Schreiben Sie den folgenden Text über die deutschen Original Channels von YouTube bitte vollständig und wortgetreu ab.
====== VORLIEGENDER TEXT
Die Macher der deutschen Original Channels (© YouTube/Tobias Koch)

YouTube bietet mehr als verwackelte Katzenvideos. Das glaubt vor allem YouTube selbst, weshalb die Videoplattform seit vergangenem Herbst massiv in ihre „Original Channels“ investiert: Spartenkanäle, deren Inhalte professionell produziert und betreut werden. Die Idee ist einfach: YouTube legt die Produktionskosten vor und behält dafür im Gegenzug einen Teil der künftigen Werbeeinnahmen ein. Bislang gab es diese Premiumkanäle nur in den USA. Anfang Oktober aber kündigte YouTube an, künftig auch europäische Produktionen aufzunehmen, darunter zwölf aus Deutschland.

Seit vergangener Woche sind neun dieser zwölf Kanäle auf Sendung, die restlichen drei (zqnce, High5 und Shortcuts) starten im Dezember. Ein guter Zeitpunkt also, einen Blick auf das Programm zu werfen, dass nach eigenen Angaben keine Konkurrenz zum klassischen Fernsehen sein soll. Stattdessen möchte YouTube „unterrepräsentierte Interessen“ bedienen, wie es Manager Robert Kyncl betonte. Um herauszufinden, ob das gelingt, habe ich mich einen Vormittag lang durch die Tube gezappt. Um es vorweg zu nehmen: Es war nicht immer leicht.
============
====== BEREITGESTELLTES MATERIAL
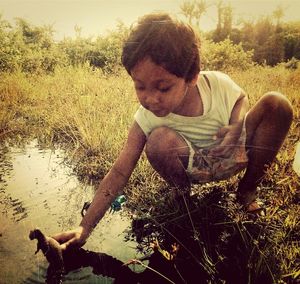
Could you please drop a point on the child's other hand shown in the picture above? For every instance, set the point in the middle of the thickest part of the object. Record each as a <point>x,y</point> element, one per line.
<point>228,137</point>
<point>73,238</point>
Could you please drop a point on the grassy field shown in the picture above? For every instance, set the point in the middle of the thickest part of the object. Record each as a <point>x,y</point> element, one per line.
<point>89,113</point>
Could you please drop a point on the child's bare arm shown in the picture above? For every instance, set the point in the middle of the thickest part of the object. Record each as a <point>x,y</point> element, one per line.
<point>110,186</point>
<point>231,133</point>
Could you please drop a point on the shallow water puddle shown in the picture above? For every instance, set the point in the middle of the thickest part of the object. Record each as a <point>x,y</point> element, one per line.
<point>38,190</point>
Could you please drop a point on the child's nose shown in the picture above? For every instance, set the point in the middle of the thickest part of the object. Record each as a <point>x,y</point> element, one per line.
<point>152,98</point>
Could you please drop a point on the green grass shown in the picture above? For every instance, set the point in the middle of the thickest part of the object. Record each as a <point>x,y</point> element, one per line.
<point>89,113</point>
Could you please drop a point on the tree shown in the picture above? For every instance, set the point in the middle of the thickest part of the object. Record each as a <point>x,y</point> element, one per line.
<point>193,10</point>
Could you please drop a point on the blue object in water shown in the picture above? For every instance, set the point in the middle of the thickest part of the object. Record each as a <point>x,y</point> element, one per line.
<point>117,204</point>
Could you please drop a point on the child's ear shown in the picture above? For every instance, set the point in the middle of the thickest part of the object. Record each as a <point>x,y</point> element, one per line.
<point>194,81</point>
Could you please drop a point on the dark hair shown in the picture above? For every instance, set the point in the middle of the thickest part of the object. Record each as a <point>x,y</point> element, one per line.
<point>168,42</point>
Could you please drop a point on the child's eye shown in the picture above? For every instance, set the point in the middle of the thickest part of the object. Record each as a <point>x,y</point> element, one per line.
<point>164,90</point>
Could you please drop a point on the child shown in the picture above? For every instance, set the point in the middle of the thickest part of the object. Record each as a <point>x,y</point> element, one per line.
<point>195,127</point>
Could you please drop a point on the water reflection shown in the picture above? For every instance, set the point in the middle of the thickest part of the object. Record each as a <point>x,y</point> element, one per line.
<point>38,190</point>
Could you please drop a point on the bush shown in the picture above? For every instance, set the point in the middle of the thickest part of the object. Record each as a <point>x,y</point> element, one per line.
<point>225,56</point>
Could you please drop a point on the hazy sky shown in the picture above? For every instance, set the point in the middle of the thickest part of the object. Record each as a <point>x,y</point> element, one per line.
<point>97,16</point>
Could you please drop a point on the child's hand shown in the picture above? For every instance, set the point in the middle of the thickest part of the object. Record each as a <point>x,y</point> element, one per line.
<point>228,136</point>
<point>72,238</point>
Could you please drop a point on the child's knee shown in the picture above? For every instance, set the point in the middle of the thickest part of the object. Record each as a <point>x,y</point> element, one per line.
<point>164,141</point>
<point>278,104</point>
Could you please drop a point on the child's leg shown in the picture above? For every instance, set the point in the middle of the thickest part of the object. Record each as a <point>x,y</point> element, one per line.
<point>267,125</point>
<point>168,154</point>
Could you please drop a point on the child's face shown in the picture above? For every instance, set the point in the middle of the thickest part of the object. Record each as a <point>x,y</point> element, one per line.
<point>158,90</point>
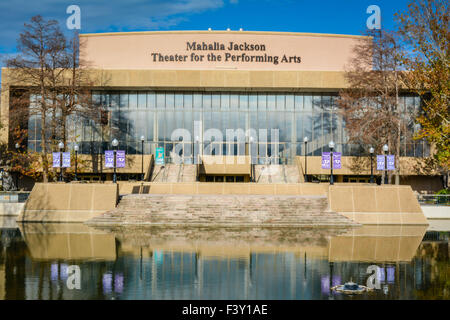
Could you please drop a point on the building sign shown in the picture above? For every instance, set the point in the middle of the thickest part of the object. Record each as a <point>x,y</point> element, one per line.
<point>66,160</point>
<point>326,160</point>
<point>159,160</point>
<point>391,162</point>
<point>231,52</point>
<point>197,50</point>
<point>56,159</point>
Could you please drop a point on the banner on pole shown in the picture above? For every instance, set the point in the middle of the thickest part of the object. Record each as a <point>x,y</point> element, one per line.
<point>56,159</point>
<point>120,159</point>
<point>380,163</point>
<point>109,159</point>
<point>159,159</point>
<point>337,164</point>
<point>326,158</point>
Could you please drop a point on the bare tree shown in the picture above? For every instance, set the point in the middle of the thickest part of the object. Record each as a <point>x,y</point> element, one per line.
<point>36,69</point>
<point>49,70</point>
<point>370,105</point>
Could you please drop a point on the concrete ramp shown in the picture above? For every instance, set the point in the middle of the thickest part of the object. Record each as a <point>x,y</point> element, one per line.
<point>62,241</point>
<point>68,202</point>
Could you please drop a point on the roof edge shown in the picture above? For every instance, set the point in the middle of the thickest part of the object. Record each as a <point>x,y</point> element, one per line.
<point>224,32</point>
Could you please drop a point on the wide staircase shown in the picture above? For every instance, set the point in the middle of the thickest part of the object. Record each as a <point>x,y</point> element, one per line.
<point>222,210</point>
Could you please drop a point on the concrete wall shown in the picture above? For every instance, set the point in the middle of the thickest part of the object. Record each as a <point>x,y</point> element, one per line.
<point>377,244</point>
<point>60,241</point>
<point>436,212</point>
<point>369,204</point>
<point>409,166</point>
<point>11,208</point>
<point>225,165</point>
<point>68,202</point>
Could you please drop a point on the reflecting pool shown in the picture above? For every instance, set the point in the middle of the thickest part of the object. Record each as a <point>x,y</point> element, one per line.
<point>36,262</point>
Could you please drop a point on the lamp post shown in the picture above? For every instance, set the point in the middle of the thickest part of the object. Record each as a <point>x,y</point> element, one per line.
<point>17,173</point>
<point>385,150</point>
<point>142,159</point>
<point>76,148</point>
<point>371,151</point>
<point>197,158</point>
<point>61,149</point>
<point>331,145</point>
<point>115,143</point>
<point>305,140</point>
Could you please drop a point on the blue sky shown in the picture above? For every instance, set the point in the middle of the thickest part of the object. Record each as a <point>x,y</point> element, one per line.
<point>321,16</point>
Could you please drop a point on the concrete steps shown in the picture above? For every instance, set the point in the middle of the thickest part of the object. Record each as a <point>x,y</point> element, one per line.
<point>243,210</point>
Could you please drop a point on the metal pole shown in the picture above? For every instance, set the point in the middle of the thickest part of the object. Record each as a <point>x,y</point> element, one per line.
<point>385,168</point>
<point>114,176</point>
<point>306,162</point>
<point>331,167</point>
<point>60,166</point>
<point>76,165</point>
<point>371,168</point>
<point>142,167</point>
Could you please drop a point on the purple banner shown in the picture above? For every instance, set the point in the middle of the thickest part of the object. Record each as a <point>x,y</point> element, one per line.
<point>326,160</point>
<point>56,159</point>
<point>66,159</point>
<point>337,164</point>
<point>380,162</point>
<point>391,162</point>
<point>120,159</point>
<point>109,159</point>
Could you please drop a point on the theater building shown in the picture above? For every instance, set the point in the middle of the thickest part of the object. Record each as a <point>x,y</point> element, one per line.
<point>249,96</point>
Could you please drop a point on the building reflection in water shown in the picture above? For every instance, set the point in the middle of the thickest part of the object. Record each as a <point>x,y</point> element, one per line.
<point>168,263</point>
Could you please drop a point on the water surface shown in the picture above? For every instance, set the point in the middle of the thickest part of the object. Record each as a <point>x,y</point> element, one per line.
<point>222,263</point>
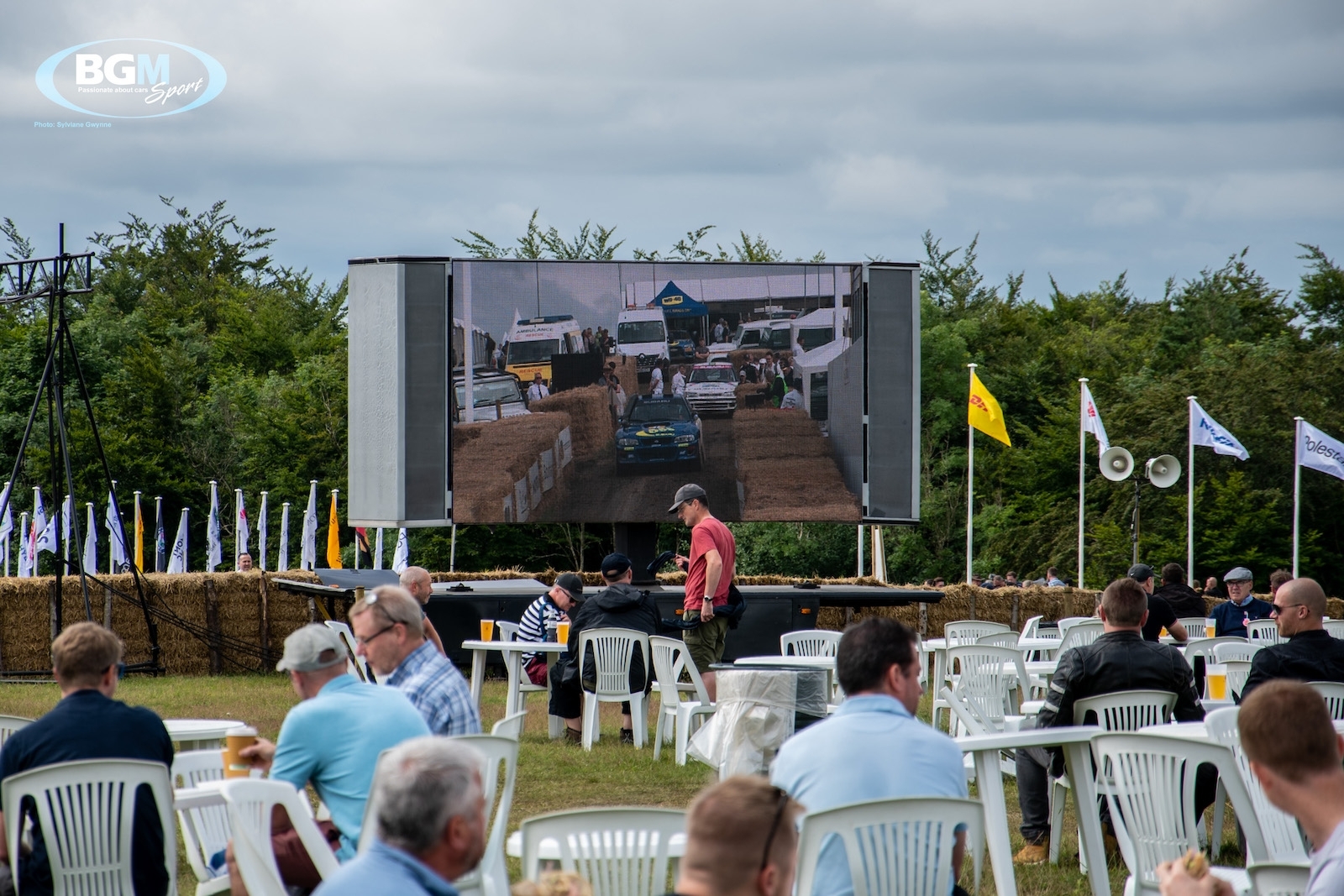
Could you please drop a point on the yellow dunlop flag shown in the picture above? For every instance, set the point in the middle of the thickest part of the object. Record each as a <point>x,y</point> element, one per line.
<point>984,412</point>
<point>333,537</point>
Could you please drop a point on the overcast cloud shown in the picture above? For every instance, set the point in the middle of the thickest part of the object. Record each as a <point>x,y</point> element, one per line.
<point>1079,139</point>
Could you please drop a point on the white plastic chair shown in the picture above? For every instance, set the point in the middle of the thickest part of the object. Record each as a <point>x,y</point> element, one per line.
<point>10,725</point>
<point>250,802</point>
<point>1280,879</point>
<point>1263,631</point>
<point>1334,694</point>
<point>817,642</point>
<point>894,846</point>
<point>613,651</point>
<point>1151,792</point>
<point>491,876</point>
<point>205,829</point>
<point>620,852</point>
<point>87,813</point>
<point>510,727</point>
<point>676,712</point>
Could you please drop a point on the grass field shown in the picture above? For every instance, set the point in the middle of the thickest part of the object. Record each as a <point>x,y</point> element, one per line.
<point>551,775</point>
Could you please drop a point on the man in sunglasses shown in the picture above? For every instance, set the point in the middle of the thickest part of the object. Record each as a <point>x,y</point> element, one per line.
<point>89,725</point>
<point>1307,651</point>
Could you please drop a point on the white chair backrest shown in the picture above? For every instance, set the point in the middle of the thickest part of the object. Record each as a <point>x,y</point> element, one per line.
<point>510,727</point>
<point>1274,879</point>
<point>10,725</point>
<point>1151,792</point>
<point>1126,710</point>
<point>967,631</point>
<point>1079,634</point>
<point>1263,631</point>
<point>1234,649</point>
<point>895,846</point>
<point>819,642</point>
<point>250,802</point>
<point>612,651</point>
<point>87,812</point>
<point>1283,837</point>
<point>620,852</point>
<point>1334,694</point>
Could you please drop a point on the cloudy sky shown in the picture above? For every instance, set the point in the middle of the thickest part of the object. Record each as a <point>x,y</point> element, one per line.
<point>1077,139</point>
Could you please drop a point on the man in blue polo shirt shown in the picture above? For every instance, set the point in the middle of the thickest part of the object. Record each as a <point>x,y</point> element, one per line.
<point>331,739</point>
<point>1241,605</point>
<point>873,747</point>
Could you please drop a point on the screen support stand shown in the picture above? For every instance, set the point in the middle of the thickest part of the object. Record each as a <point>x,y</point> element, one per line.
<point>640,543</point>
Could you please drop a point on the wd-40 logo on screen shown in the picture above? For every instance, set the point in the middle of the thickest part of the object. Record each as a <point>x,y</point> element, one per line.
<point>131,78</point>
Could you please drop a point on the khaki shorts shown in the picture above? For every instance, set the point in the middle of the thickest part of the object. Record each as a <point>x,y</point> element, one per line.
<point>705,642</point>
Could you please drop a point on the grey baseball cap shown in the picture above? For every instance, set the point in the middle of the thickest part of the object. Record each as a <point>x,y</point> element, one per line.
<point>312,647</point>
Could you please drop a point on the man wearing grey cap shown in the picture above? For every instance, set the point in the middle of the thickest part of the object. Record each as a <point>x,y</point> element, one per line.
<point>331,739</point>
<point>1241,605</point>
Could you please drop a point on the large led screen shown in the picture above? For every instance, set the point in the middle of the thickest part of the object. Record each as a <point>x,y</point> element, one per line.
<point>591,391</point>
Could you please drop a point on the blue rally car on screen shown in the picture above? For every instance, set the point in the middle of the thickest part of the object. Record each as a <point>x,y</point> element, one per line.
<point>656,432</point>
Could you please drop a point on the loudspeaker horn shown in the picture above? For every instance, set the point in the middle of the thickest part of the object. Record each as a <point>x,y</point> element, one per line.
<point>1117,464</point>
<point>1163,470</point>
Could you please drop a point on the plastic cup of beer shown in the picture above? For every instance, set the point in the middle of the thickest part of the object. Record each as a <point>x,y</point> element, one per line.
<point>237,739</point>
<point>1216,674</point>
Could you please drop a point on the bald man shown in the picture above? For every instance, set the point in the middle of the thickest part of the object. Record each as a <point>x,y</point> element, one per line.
<point>1305,652</point>
<point>416,579</point>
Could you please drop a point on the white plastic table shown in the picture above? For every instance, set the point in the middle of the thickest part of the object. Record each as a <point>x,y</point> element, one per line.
<point>1077,743</point>
<point>512,652</point>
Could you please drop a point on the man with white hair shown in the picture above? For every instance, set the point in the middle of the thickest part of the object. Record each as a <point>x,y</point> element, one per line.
<point>389,634</point>
<point>430,812</point>
<point>416,579</point>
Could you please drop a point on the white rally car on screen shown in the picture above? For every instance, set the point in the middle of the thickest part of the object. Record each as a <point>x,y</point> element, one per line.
<point>712,389</point>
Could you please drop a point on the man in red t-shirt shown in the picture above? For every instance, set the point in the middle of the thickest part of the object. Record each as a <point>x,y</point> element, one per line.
<point>709,573</point>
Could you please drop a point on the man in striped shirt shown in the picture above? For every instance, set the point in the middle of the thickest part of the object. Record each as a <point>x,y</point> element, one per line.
<point>390,634</point>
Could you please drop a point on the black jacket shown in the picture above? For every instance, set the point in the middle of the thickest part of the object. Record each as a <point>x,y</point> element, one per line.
<point>1183,600</point>
<point>1308,656</point>
<point>617,606</point>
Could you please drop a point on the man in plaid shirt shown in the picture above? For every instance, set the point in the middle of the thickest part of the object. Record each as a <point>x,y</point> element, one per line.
<point>390,634</point>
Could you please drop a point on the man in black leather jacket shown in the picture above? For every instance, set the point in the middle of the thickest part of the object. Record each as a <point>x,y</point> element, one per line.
<point>1119,660</point>
<point>618,606</point>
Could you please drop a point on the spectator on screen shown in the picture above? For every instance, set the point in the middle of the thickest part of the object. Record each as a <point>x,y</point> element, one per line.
<point>390,634</point>
<point>741,840</point>
<point>430,815</point>
<point>89,725</point>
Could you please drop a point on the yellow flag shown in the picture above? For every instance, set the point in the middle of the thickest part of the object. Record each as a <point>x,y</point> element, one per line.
<point>984,412</point>
<point>333,537</point>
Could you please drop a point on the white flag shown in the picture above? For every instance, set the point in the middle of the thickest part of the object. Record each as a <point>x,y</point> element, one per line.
<point>308,551</point>
<point>1320,452</point>
<point>261,532</point>
<point>402,557</point>
<point>178,559</point>
<point>282,560</point>
<point>91,558</point>
<point>244,535</point>
<point>1206,430</point>
<point>214,546</point>
<point>120,559</point>
<point>1092,419</point>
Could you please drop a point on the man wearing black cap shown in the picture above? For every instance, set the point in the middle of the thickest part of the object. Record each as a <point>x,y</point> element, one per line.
<point>617,606</point>
<point>1160,614</point>
<point>709,574</point>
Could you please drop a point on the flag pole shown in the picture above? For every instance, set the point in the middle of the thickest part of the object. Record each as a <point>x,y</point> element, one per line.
<point>1189,490</point>
<point>1297,483</point>
<point>971,479</point>
<point>1082,470</point>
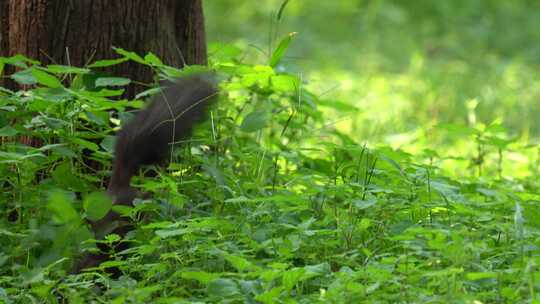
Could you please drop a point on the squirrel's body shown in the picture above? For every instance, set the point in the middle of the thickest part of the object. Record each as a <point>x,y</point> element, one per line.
<point>146,139</point>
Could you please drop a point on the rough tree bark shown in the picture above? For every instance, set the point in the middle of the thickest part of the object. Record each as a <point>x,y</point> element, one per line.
<point>77,32</point>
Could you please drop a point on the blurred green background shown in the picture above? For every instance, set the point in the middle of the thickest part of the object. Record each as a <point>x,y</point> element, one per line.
<point>406,65</point>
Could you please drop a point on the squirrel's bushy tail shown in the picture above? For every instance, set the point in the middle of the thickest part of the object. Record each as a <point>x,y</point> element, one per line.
<point>146,139</point>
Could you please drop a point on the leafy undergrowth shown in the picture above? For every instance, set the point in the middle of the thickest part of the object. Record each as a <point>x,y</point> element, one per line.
<point>267,203</point>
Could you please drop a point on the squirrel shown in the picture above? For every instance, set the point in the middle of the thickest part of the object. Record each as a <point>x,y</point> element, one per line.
<point>145,140</point>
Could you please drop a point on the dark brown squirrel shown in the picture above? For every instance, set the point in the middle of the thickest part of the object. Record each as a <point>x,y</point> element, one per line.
<point>146,139</point>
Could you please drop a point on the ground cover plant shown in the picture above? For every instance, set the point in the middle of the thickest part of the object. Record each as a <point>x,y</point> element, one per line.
<point>267,203</point>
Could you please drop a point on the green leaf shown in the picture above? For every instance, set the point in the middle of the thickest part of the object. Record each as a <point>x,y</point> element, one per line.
<point>281,49</point>
<point>8,131</point>
<point>201,276</point>
<point>152,59</point>
<point>112,81</point>
<point>254,121</point>
<point>97,205</point>
<point>85,144</point>
<point>65,69</point>
<point>223,288</point>
<point>107,62</point>
<point>130,55</point>
<point>172,232</point>
<point>46,79</point>
<point>285,83</point>
<point>60,205</point>
<point>24,77</point>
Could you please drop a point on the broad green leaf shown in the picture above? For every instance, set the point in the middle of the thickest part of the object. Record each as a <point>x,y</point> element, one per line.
<point>8,131</point>
<point>107,62</point>
<point>152,59</point>
<point>46,79</point>
<point>85,143</point>
<point>130,55</point>
<point>60,205</point>
<point>285,83</point>
<point>254,121</point>
<point>112,81</point>
<point>201,276</point>
<point>223,288</point>
<point>97,205</point>
<point>172,232</point>
<point>65,69</point>
<point>24,77</point>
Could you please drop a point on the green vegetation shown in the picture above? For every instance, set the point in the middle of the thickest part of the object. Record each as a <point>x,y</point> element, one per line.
<point>421,195</point>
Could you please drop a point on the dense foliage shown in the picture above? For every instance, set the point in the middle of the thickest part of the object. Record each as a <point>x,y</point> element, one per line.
<point>274,200</point>
<point>267,203</point>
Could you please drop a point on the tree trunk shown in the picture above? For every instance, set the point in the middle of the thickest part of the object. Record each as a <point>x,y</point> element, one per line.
<point>78,32</point>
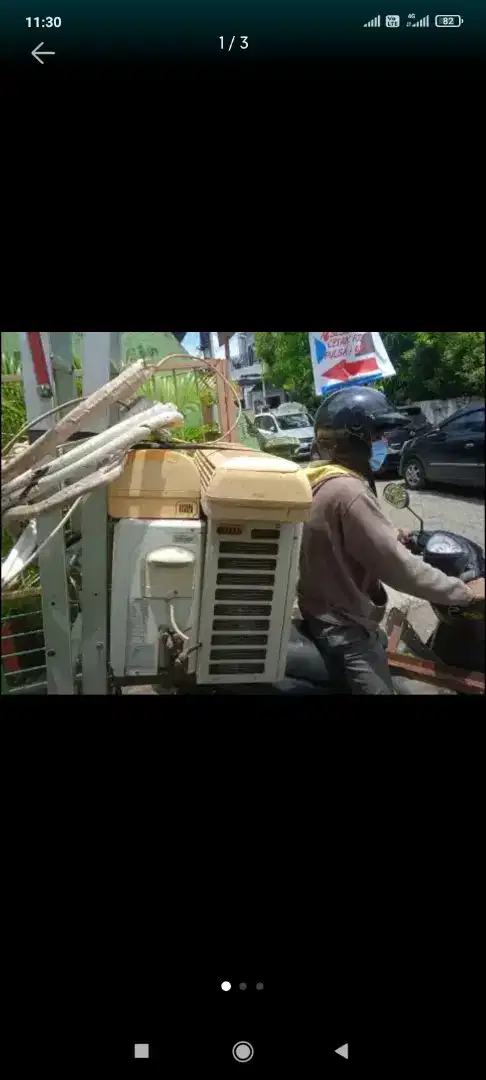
============
## ERGEBNIS
Die Macher der deutschen Original Channels (© YouTube/Tobias Koch)

YouTube bietet mehr als verwackelte Katzenvideos. Das glaubt vor allem YouTube selbst, weshalb die Videoplattform seit vergangenem Herbst massiv in ihre „Original Channels“ investiert: Spartenkanäle, deren Inhalte professionell produziert und betreut werden. Die Idee ist einfach: YouTube legt die Produktionskosten vor und behält dafür im Gegenzug einen Teil der künftigen Werbeeinnahmen ein. Bislang gab es diese Premiumkanäle nur in den USA. Anfang Oktober aber kündigte YouTube an, künftig auch europäische Produktionen aufzunehmen, darunter zwölf aus Deutschland.

Seit vergangener Woche sind neun dieser zwölf Kanäle auf Sendung, die restlichen drei (zqnce, High5 und Shortcuts) starten im Dezember. Ein guter Zeitpunkt also, einen Blick auf das Programm zu werfen, dass nach eigenen Angaben keine Konkurrenz zum klassischen Fernsehen sein soll. Stattdessen möchte YouTube „unterrepräsentierte Interessen“ bedienen, wie es Manager Robert Kyncl betonte. Um herauszufinden, ob das gelingt, habe ich mich einen Vormittag lang durch die Tube gezappt. Um es vorweg zu nehmen: Es war nicht immer leicht.